The problem | Type out all the records again exactly.

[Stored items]
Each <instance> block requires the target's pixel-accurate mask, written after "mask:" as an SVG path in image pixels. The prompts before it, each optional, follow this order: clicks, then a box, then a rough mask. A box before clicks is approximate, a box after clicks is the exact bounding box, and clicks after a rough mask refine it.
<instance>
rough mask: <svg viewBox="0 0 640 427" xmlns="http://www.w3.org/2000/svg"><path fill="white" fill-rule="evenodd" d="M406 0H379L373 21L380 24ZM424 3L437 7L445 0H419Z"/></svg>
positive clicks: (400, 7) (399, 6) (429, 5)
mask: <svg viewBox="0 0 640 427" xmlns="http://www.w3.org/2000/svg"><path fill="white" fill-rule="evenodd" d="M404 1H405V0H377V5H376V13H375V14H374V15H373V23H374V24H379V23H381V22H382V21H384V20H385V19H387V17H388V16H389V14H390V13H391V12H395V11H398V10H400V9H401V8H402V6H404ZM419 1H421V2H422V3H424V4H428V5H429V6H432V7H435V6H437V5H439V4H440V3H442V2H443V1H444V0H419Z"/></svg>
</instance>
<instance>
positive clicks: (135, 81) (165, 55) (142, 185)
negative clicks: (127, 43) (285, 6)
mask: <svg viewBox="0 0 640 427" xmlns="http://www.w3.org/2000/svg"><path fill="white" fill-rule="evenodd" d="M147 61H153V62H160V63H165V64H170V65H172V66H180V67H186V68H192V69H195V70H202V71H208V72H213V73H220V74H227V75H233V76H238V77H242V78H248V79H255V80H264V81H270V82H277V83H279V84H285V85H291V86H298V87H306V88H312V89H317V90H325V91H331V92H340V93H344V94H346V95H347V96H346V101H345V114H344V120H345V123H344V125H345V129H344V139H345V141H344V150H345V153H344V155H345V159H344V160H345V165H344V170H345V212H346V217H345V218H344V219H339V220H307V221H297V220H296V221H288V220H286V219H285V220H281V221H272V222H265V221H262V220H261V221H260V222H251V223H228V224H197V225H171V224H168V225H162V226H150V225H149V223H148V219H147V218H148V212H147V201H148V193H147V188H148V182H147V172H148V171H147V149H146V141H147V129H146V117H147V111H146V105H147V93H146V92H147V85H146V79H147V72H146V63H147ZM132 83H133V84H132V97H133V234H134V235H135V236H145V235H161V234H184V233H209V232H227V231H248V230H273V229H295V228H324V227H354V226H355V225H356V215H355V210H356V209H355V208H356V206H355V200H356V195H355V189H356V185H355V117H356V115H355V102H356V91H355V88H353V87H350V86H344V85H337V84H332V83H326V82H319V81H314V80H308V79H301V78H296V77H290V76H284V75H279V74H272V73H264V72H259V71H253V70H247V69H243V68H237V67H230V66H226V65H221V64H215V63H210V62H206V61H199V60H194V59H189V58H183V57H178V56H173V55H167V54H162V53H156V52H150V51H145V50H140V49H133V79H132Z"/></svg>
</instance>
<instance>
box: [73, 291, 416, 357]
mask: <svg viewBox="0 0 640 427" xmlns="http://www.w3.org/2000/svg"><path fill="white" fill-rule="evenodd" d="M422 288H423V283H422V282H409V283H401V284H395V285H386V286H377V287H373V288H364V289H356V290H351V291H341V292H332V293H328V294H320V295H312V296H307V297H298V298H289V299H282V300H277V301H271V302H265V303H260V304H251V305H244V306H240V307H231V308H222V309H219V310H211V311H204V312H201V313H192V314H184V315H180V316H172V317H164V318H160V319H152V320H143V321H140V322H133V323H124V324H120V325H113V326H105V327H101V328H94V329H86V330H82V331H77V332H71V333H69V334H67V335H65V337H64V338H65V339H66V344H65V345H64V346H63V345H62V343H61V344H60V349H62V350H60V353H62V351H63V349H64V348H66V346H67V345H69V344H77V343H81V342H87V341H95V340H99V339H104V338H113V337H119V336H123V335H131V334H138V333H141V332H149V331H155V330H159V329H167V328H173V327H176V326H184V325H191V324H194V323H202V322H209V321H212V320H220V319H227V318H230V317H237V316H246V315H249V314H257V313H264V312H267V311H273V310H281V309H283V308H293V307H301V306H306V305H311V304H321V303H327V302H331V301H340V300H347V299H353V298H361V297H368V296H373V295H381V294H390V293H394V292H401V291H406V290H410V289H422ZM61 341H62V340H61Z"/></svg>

The answer |
Each <instance> block requires the target's pixel-accurate mask, written after "mask:" as an SVG path in image pixels. The prompts before it, each optional, follow this order: clicks, then a box, then a rough mask. A box before clicks is approximate, a box after clicks is the exact bounding box, and clicks after a rough mask refine it.
<instance>
rough mask: <svg viewBox="0 0 640 427" xmlns="http://www.w3.org/2000/svg"><path fill="white" fill-rule="evenodd" d="M406 0H379L373 21L380 24ZM424 3L437 7L445 0H419Z"/></svg>
positive clicks: (400, 7) (399, 6) (429, 5)
mask: <svg viewBox="0 0 640 427" xmlns="http://www.w3.org/2000/svg"><path fill="white" fill-rule="evenodd" d="M404 1H405V0H377V5H376V13H375V14H374V15H373V23H374V24H379V23H381V22H382V21H384V20H385V19H387V17H388V16H389V14H390V13H391V12H395V11H398V10H400V9H401V8H402V6H404ZM419 1H421V2H422V3H424V4H428V5H429V6H432V7H435V6H437V5H439V4H440V3H442V2H443V1H444V0H419Z"/></svg>
</instance>
<instance>
positive clicks: (135, 81) (165, 55) (142, 185)
negative clicks: (127, 43) (285, 6)
mask: <svg viewBox="0 0 640 427" xmlns="http://www.w3.org/2000/svg"><path fill="white" fill-rule="evenodd" d="M147 61H153V62H160V63H165V64H170V65H172V66H180V67H186V68H192V69H195V70H202V71H208V72H213V73H220V74H227V75H233V76H238V77H242V78H248V79H255V80H264V81H270V82H277V83H279V84H285V85H291V86H298V87H306V88H312V89H317V90H325V91H331V92H340V93H344V94H346V95H347V96H346V101H345V114H344V120H345V123H344V125H345V129H344V139H345V141H344V150H345V153H344V155H345V159H344V160H345V165H344V170H345V212H346V217H345V218H344V219H339V220H307V221H297V220H296V221H288V220H286V219H285V220H281V221H272V222H265V221H262V220H261V221H260V222H251V223H228V224H197V225H171V224H168V225H162V226H150V225H149V223H148V219H147V218H148V212H147V201H148V193H147V188H148V182H147V172H148V171H147V149H146V141H147V129H146V117H147V111H146V105H147V93H146V92H147V85H146V79H147V72H146V63H147ZM132 83H133V84H132V97H133V234H134V235H135V236H145V235H161V234H184V233H209V232H227V231H248V230H273V229H295V228H324V227H354V226H355V225H356V215H355V210H356V209H355V208H356V206H355V200H356V195H355V189H356V185H355V117H356V115H355V102H356V91H355V88H353V87H350V86H344V85H337V84H332V83H326V82H319V81H314V80H308V79H301V78H296V77H290V76H284V75H279V74H272V73H264V72H259V71H253V70H247V69H243V68H237V67H230V66H226V65H221V64H215V63H210V62H206V61H199V60H194V59H189V58H183V57H178V56H173V55H167V54H162V53H156V52H150V51H145V50H140V49H133V79H132Z"/></svg>
</instance>
<instance>
box: [73, 291, 416, 357]
mask: <svg viewBox="0 0 640 427" xmlns="http://www.w3.org/2000/svg"><path fill="white" fill-rule="evenodd" d="M422 288H423V283H422V282H409V283H401V284H395V285H386V286H377V287H373V288H364V289H356V290H351V291H341V292H332V293H328V294H320V295H312V296H307V297H298V298H289V299H282V300H277V301H271V302H265V303H260V304H251V305H244V306H240V307H231V308H222V309H219V310H211V311H204V312H201V313H192V314H184V315H180V316H172V317H164V318H160V319H152V320H143V321H140V322H133V323H124V324H120V325H113V326H105V327H101V328H94V329H86V330H82V331H77V332H71V333H69V334H67V335H65V337H64V338H65V339H66V344H65V345H64V346H63V345H62V343H61V344H60V349H62V350H60V353H62V351H63V349H64V348H66V346H67V345H69V344H77V343H81V342H87V341H95V340H99V339H104V338H113V337H119V336H123V335H131V334H138V333H141V332H149V331H155V330H159V329H167V328H173V327H176V326H184V325H191V324H194V323H202V322H209V321H212V320H220V319H227V318H230V317H237V316H246V315H249V314H257V313H264V312H267V311H273V310H281V309H283V308H293V307H301V306H306V305H311V304H321V303H327V302H331V301H340V300H347V299H353V298H361V297H368V296H373V295H381V294H390V293H394V292H401V291H406V290H410V289H422ZM61 341H62V340H61Z"/></svg>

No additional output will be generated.